- [Set problem]:
Extract every line of the material below that contains the string "container", matching case exactly.

- [Given data]:

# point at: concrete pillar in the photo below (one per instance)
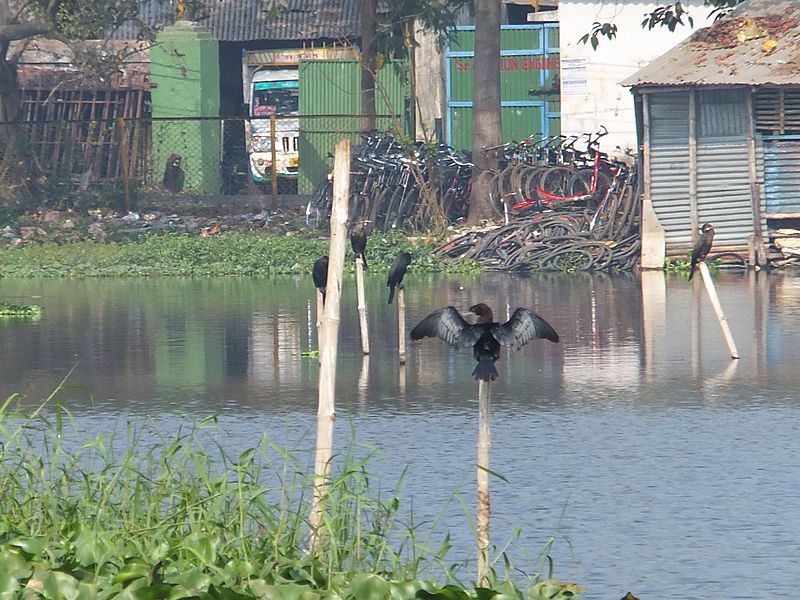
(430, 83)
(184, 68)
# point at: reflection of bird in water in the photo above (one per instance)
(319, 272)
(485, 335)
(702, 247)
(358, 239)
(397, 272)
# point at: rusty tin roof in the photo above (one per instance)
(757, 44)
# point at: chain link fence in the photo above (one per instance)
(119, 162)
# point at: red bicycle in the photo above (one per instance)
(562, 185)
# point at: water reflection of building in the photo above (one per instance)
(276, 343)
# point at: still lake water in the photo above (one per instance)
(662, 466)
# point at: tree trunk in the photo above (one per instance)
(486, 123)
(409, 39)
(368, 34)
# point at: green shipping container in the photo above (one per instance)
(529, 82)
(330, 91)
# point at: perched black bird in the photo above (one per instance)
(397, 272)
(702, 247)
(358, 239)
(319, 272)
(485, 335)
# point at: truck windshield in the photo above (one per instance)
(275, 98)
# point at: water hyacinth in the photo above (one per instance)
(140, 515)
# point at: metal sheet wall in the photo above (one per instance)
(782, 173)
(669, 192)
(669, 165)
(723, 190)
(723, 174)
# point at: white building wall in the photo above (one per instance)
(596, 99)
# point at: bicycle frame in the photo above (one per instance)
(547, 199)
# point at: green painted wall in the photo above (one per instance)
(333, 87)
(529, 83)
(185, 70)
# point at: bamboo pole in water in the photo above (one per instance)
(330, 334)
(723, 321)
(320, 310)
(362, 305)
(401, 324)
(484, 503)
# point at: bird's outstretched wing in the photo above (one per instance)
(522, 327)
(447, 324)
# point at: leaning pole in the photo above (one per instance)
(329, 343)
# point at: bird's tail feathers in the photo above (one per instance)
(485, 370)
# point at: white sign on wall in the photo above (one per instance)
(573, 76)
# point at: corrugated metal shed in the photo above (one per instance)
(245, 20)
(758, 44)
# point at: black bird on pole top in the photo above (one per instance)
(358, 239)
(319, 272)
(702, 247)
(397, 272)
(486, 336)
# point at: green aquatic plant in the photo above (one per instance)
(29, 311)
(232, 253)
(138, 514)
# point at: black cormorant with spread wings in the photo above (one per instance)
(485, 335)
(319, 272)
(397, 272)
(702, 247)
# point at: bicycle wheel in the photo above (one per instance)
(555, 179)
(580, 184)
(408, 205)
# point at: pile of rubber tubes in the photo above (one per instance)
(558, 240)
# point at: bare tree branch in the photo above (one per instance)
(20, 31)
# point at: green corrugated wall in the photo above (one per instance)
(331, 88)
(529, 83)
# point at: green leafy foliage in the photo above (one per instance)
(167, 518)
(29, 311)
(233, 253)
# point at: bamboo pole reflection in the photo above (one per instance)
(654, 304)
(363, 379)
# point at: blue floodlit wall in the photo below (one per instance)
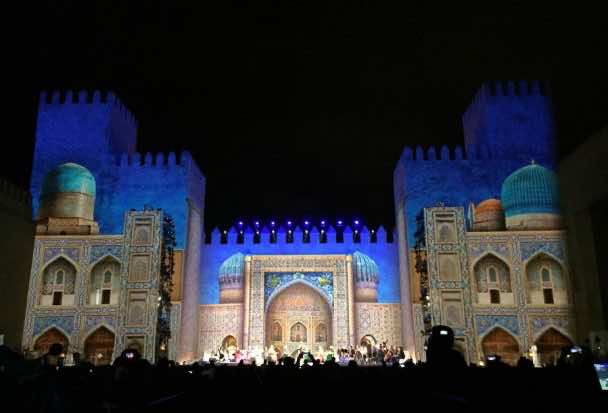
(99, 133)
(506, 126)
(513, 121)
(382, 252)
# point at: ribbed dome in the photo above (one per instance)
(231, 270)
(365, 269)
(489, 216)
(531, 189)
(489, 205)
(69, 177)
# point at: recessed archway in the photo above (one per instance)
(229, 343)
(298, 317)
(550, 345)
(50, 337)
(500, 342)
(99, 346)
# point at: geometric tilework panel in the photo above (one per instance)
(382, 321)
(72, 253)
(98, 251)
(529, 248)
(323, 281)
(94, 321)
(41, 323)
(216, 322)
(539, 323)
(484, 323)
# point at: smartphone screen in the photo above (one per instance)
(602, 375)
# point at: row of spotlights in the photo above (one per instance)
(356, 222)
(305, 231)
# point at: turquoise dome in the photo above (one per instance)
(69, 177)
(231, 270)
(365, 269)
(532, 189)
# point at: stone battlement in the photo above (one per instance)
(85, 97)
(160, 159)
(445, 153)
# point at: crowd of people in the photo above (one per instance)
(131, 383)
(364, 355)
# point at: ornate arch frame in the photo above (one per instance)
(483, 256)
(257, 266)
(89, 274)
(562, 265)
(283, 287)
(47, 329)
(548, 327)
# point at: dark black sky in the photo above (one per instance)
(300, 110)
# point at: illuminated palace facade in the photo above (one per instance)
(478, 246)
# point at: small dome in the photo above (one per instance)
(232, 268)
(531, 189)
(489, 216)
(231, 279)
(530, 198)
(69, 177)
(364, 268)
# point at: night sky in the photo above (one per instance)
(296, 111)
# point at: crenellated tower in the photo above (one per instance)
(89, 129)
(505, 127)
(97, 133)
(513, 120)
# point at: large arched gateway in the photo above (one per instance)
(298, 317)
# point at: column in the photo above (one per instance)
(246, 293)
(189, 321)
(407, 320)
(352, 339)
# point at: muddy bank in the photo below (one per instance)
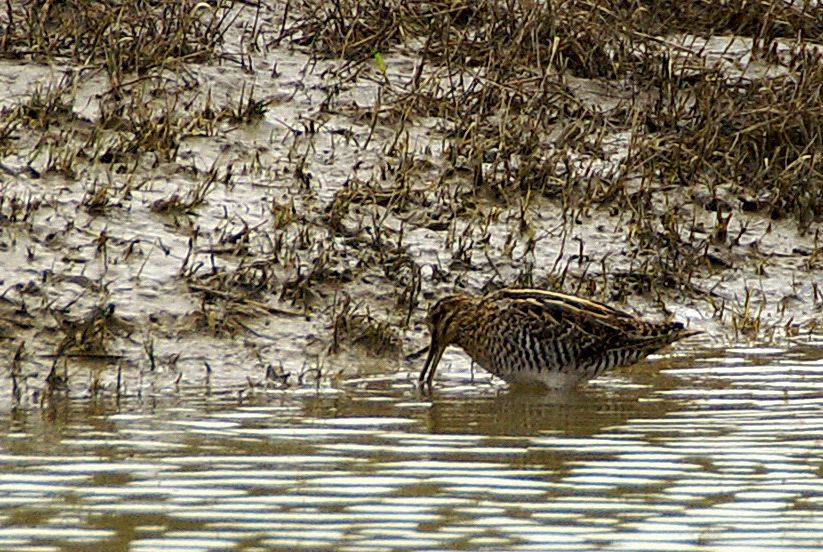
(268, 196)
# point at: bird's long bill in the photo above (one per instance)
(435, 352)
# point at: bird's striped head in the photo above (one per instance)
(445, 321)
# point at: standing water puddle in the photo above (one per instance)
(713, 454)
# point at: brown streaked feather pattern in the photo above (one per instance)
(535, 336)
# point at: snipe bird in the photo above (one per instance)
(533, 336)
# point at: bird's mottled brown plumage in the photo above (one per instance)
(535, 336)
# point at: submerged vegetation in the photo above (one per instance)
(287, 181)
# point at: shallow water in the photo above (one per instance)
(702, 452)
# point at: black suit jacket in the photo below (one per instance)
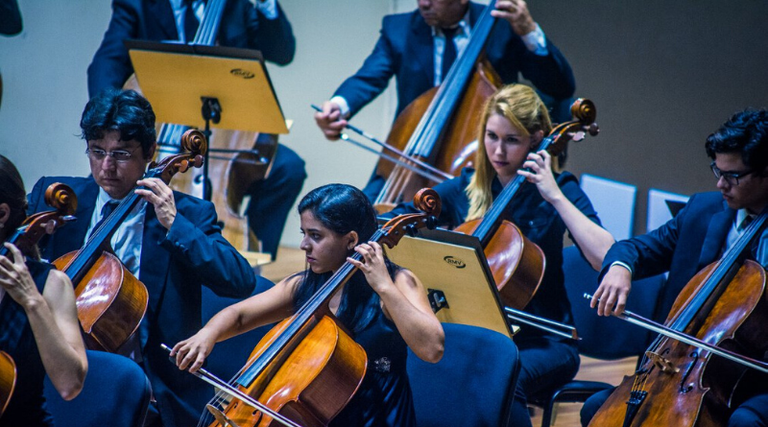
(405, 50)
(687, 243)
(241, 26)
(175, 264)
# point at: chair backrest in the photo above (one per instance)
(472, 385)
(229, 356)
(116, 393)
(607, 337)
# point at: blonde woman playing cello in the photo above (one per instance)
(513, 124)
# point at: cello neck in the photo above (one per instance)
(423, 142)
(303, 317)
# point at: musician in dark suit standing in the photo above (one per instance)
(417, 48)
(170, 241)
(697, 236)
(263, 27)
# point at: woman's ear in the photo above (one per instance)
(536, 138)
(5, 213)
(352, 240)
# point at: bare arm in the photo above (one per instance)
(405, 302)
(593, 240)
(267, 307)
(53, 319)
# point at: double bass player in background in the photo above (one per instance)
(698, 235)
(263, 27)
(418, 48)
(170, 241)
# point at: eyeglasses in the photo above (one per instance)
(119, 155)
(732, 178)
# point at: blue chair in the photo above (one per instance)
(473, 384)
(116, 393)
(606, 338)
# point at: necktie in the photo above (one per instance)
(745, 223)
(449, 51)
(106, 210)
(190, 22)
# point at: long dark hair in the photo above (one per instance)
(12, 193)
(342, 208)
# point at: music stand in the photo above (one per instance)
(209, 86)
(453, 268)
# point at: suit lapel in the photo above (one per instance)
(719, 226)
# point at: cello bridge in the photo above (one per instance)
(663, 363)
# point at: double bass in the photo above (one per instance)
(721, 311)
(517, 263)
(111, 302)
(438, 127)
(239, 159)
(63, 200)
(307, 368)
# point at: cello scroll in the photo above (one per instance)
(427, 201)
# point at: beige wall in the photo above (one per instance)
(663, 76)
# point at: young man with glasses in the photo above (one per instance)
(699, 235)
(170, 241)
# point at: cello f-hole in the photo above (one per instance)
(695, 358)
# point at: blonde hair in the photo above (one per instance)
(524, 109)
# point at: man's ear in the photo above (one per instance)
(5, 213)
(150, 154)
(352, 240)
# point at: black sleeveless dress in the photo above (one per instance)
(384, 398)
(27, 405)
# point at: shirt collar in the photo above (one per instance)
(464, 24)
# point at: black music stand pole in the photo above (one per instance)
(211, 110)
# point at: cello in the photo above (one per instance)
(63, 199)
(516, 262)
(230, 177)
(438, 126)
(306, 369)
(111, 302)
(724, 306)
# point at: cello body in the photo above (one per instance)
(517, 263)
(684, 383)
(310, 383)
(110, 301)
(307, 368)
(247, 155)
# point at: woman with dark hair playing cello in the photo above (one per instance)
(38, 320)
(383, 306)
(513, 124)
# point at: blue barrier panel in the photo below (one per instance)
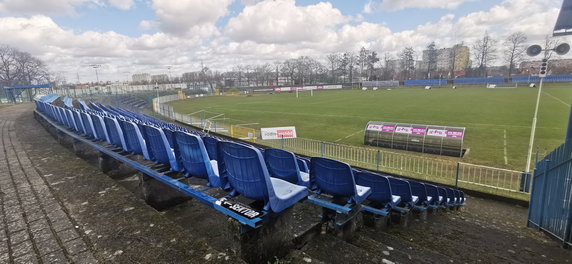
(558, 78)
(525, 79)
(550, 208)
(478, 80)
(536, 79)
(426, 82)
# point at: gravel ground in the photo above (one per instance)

* * *

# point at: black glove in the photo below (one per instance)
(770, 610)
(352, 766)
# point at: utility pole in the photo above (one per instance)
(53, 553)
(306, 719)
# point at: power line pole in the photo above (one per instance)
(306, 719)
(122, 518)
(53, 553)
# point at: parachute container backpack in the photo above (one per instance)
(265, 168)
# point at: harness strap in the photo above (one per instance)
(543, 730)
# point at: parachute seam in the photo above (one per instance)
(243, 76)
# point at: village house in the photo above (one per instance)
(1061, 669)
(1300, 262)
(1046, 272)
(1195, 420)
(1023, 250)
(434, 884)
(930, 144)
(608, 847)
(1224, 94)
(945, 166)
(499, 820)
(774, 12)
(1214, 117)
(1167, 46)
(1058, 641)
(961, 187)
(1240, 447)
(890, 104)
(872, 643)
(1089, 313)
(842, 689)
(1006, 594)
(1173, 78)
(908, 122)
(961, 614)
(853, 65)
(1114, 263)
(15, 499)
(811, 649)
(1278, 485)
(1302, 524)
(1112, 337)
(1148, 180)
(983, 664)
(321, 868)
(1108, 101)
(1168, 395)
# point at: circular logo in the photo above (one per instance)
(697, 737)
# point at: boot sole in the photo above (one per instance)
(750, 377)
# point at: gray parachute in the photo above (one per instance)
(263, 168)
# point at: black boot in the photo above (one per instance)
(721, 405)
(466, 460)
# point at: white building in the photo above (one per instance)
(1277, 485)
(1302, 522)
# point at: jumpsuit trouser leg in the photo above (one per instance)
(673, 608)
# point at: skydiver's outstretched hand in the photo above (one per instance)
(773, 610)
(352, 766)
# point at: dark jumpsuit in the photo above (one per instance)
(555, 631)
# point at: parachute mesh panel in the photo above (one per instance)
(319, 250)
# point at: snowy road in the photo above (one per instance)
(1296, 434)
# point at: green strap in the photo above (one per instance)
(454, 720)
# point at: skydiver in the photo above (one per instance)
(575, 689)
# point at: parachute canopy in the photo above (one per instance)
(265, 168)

- [Response to the exercise]:
# point at: green shipping container in the photo above (one per instance)
# point at: parachute container backpack in the photo above (one per instance)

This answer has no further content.